*TASK TO COMPLETE*
The lines from the one holding "Please indicate the fingers" to the end of the records below, exactly as written, are the only thing to return.

*DATA EXCERPTS*

****

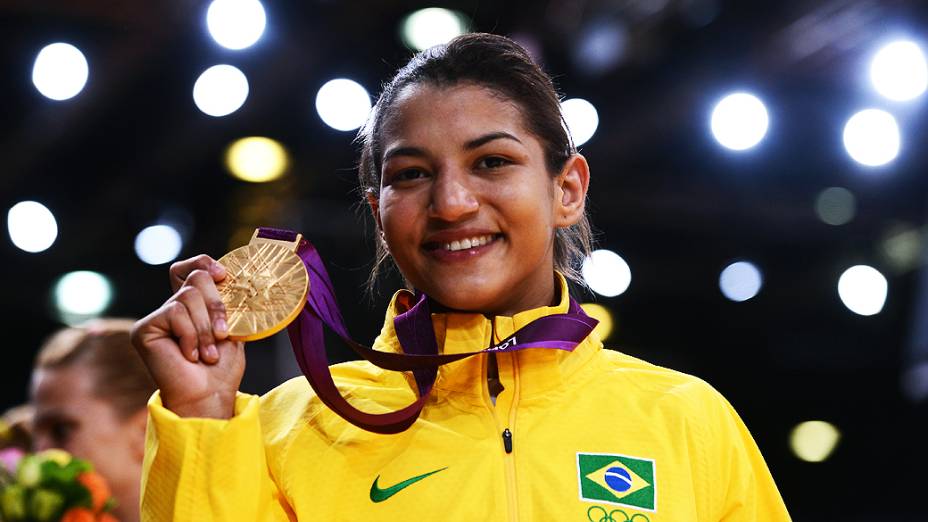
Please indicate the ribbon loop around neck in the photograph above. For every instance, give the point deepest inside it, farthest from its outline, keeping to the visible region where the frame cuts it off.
(416, 336)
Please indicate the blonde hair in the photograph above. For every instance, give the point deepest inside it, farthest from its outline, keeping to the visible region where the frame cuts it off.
(103, 347)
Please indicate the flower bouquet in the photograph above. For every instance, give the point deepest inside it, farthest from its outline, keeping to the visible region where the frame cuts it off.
(51, 486)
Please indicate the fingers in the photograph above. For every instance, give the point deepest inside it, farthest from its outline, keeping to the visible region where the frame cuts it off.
(182, 269)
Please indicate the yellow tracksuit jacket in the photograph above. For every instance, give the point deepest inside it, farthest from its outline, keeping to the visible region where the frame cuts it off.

****

*WRITTEN SOLUTION*
Please indicate the fingers in the photograph above. For every instance, give the point deepest inside it, farthest from its outline, keeping to the visible region where the frame cuts it off.
(182, 269)
Please indicate the yellow tracksuit jacket in the photograph above. For every instance, give the point deepest inside it, farthest from its outline, keeping to the visible region where the frame cuts it off.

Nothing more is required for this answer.